━━━━━ Excerpted data

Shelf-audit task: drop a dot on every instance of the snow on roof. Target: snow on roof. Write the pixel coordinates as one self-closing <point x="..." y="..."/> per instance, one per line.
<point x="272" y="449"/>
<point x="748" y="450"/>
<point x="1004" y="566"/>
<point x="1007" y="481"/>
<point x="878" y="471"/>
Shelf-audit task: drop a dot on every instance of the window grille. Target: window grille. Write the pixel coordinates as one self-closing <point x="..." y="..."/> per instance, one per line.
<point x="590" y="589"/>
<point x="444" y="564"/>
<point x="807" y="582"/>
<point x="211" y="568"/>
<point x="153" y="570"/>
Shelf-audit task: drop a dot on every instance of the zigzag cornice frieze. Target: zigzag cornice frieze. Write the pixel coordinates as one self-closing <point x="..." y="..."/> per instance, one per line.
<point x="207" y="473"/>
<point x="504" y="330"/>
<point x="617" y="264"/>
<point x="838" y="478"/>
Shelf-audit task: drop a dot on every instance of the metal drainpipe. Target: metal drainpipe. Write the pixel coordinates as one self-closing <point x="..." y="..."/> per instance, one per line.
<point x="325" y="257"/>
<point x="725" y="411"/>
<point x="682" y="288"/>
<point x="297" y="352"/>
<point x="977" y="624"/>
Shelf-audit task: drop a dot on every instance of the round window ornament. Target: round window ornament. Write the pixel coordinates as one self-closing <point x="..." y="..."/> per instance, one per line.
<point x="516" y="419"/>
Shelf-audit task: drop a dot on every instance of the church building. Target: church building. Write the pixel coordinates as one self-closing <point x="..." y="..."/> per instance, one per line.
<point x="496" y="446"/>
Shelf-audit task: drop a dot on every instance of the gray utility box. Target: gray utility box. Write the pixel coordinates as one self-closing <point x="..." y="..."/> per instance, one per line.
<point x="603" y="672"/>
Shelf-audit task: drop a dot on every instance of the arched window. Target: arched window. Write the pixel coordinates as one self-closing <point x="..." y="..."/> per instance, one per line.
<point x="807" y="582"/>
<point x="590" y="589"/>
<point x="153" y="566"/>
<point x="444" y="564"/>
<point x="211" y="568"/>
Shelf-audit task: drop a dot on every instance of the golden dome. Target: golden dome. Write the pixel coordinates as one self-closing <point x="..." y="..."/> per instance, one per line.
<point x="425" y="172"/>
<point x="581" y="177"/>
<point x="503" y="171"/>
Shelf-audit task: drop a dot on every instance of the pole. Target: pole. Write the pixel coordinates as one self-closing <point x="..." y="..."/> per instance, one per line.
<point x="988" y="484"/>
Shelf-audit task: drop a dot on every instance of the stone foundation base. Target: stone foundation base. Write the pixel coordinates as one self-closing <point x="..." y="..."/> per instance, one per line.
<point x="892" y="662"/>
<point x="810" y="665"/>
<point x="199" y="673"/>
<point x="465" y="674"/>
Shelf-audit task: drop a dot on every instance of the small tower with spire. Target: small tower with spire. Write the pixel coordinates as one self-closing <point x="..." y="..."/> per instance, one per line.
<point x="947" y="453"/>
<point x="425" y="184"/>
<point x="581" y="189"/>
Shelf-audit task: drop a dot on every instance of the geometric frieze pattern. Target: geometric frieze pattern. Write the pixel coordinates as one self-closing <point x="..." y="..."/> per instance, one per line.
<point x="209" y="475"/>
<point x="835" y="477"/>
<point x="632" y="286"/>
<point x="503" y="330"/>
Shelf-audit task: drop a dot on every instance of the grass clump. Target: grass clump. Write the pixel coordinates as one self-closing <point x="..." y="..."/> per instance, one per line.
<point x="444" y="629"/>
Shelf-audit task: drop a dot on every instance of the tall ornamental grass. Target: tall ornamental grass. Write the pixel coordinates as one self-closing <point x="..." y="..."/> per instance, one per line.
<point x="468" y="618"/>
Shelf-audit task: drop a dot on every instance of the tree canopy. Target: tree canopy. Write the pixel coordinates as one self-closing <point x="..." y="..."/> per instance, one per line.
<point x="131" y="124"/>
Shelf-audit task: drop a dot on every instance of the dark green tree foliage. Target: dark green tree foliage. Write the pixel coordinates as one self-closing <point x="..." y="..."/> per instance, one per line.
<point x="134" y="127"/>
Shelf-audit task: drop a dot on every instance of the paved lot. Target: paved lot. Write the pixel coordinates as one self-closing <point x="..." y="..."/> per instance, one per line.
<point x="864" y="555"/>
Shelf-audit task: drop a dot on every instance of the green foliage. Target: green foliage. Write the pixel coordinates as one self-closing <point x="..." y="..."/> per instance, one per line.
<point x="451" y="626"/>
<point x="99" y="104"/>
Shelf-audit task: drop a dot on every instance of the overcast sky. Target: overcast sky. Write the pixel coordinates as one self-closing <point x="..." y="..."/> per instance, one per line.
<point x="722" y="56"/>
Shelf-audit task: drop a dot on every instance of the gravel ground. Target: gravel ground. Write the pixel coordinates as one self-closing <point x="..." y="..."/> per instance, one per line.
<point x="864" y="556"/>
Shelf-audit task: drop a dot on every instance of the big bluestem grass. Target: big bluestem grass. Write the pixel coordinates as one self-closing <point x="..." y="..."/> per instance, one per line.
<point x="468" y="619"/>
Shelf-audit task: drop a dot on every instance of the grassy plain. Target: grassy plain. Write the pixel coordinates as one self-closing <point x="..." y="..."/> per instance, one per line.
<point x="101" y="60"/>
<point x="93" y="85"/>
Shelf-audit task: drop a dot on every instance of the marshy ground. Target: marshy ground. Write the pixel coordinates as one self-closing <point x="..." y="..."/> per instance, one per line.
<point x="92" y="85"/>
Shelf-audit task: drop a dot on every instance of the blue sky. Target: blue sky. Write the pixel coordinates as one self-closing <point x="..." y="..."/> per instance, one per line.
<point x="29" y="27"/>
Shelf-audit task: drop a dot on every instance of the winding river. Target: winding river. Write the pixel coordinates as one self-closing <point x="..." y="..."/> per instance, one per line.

━━━━━━━━━━

In this exercise, repeat all entries exactly.

Shelf-audit task: drop a dot on every instance of the snow on roof. Target: snow on roof. Write the pixel coordinates as one self-closing <point x="..." y="..."/> per instance, one per line.
<point x="272" y="449"/>
<point x="748" y="450"/>
<point x="1004" y="566"/>
<point x="1007" y="481"/>
<point x="878" y="471"/>
Shelf-audit task: drop a dot on every instance of the window grille. Target: window grille. Write the pixel coordinates as one self-closing <point x="..." y="..."/> per instance, one per line.
<point x="590" y="589"/>
<point x="444" y="564"/>
<point x="807" y="582"/>
<point x="211" y="568"/>
<point x="153" y="570"/>
Shelf-audit task: drop a dot on every instance of the zigzag cornice frieze. Target: zigzag cornice frieze. Write the pixel coordinates as one self-closing <point x="..." y="..."/> per instance, one per line.
<point x="207" y="473"/>
<point x="504" y="330"/>
<point x="617" y="264"/>
<point x="838" y="478"/>
Shelf-audit task: drop a dot on every instance of the metal drainpipe. Target: metal drainpipe. Write the pixel coordinates as one self-closing <point x="..." y="..."/> per instance, one per line.
<point x="325" y="257"/>
<point x="725" y="411"/>
<point x="682" y="288"/>
<point x="297" y="352"/>
<point x="977" y="624"/>
Shelf-audit task: drop a dot on every instance of the round window ornament. Target: round window ornament. Write the pixel coordinates as one self-closing <point x="..." y="..."/> per instance, one per line.
<point x="516" y="419"/>
Shelf-audit task: drop a dot on every instance of the church building. Target: church building. Write the pixel coordinates as one self-closing <point x="..." y="..."/> per instance, one per line.
<point x="496" y="446"/>
Shelf-audit task: drop a dot on every instance of the gray utility box. Target: gray utility box. Write the pixel coordinates as one self-closing <point x="..." y="..."/> per instance, one per line.
<point x="603" y="672"/>
Shelf-audit task: drop a dot on every instance of the arched window. Target: arched window. Write the pixel coordinates as one self-closing <point x="..." y="..."/> per instance, one per line.
<point x="807" y="582"/>
<point x="590" y="589"/>
<point x="153" y="566"/>
<point x="444" y="564"/>
<point x="211" y="568"/>
Shelf-audit task: drop a dot on every instance of the golden dome. Target: golden dome. Write the pixel coordinates as one self-closing <point x="..." y="..."/> per instance, one per line.
<point x="425" y="172"/>
<point x="581" y="177"/>
<point x="503" y="171"/>
Shelf-audit task: drop a dot on every instance of the pole. Target: pole. Write the pixel coordinates as one self-closing <point x="..." y="..."/> per instance, one per line.
<point x="988" y="484"/>
Shelf-audit task: drop a dot on every instance of the stone foundation base. Target: stone foundation base. Write the pixel coordinates as one self-closing <point x="..." y="..."/> per instance, one per line.
<point x="892" y="662"/>
<point x="810" y="665"/>
<point x="199" y="673"/>
<point x="465" y="674"/>
Shelf-audit task: drop a dot on every instance of the small tower with spire. Target: small tower with spire. Write the pixel coordinates as one self-closing <point x="..." y="..."/> per instance, one per line.
<point x="947" y="453"/>
<point x="425" y="184"/>
<point x="581" y="189"/>
Shelf-audit task: drop a dot on every instance of the geometric frieze pattern. Target: geometric frieze pattern. Write the pixel coordinates as one self-closing <point x="..." y="..."/> per instance, one per line.
<point x="209" y="475"/>
<point x="835" y="477"/>
<point x="632" y="286"/>
<point x="503" y="330"/>
Shelf-audit task: drop a dot on every instance of the grass clump. Target: grass clump. Write the pixel coordinates as one self-closing <point x="..." y="..."/> per instance, one per line.
<point x="444" y="629"/>
Shelf-audit task: drop a dot on every instance of the tall ornamental grass. Target: tall ornamental grass. Write the pixel coordinates as one self-closing <point x="..." y="..."/> per instance, one per line.
<point x="468" y="618"/>
Shelf-audit task: drop a dot on every instance of the tree canopy. Target: tree canopy. Write the pixel coordinates as one self-closing <point x="..." y="..."/> per instance, one per line.
<point x="131" y="124"/>
Shelf-audit task: drop a dot on every instance of the dark green tree foliage. Target: dark green tree foliage. Write the pixel coordinates as one self-closing <point x="..." y="..."/> per instance, one per line.
<point x="134" y="127"/>
Shelf-audit task: drop a dot on every instance of the paved lot. Target: paved lot. Write the pixel coordinates as one self-closing <point x="..." y="..."/> per instance, one per line.
<point x="864" y="555"/>
Shelf-audit task: drop a dot on every instance of the green foliage. Target: green foliage. Write the pixel coordinates as one self-closing <point x="..." y="..."/> per instance, one per line.
<point x="451" y="626"/>
<point x="99" y="104"/>
Shelf-audit task: drop a dot on every instance of the overcast sky. Target: overcast sky. Write the pixel coordinates as one self-closing <point x="..." y="..."/> per instance, one per line.
<point x="722" y="56"/>
Shelf-audit task: drop a dot on every instance of the gravel ground. Target: gravel ground. Write the pixel coordinates as one self-closing <point x="..." y="..."/> per instance, one per line.
<point x="864" y="556"/>
Shelf-audit task: drop a dot on every instance of the big bluestem grass. Target: big bluestem grass. Write the pixel coordinates as one self-closing <point x="..." y="..."/> per instance, one per line.
<point x="468" y="619"/>
Shelf-audit task: drop a dot on every instance of the grassy plain. Target: grassy plain. Write the pixel coordinates as one self-closing <point x="..." y="..."/> per instance, one per line.
<point x="101" y="60"/>
<point x="93" y="85"/>
Shelf-audit task: drop a dot on every instance of the marshy ground. Target: marshy ground. Write the pixel coordinates as one self-closing <point x="..." y="..."/> per instance, one per line.
<point x="92" y="85"/>
Shelf-audit task: drop a dot on every instance of the blue sky. Target: blue sky. Write the pixel coordinates as one self-closing <point x="..." y="..."/> per instance, one per line.
<point x="29" y="27"/>
Shelf-audit task: drop a dot on every instance of the winding river. Target: winding river. Write the pixel coordinates as one self-closing <point x="..." y="..."/> per instance, one per line.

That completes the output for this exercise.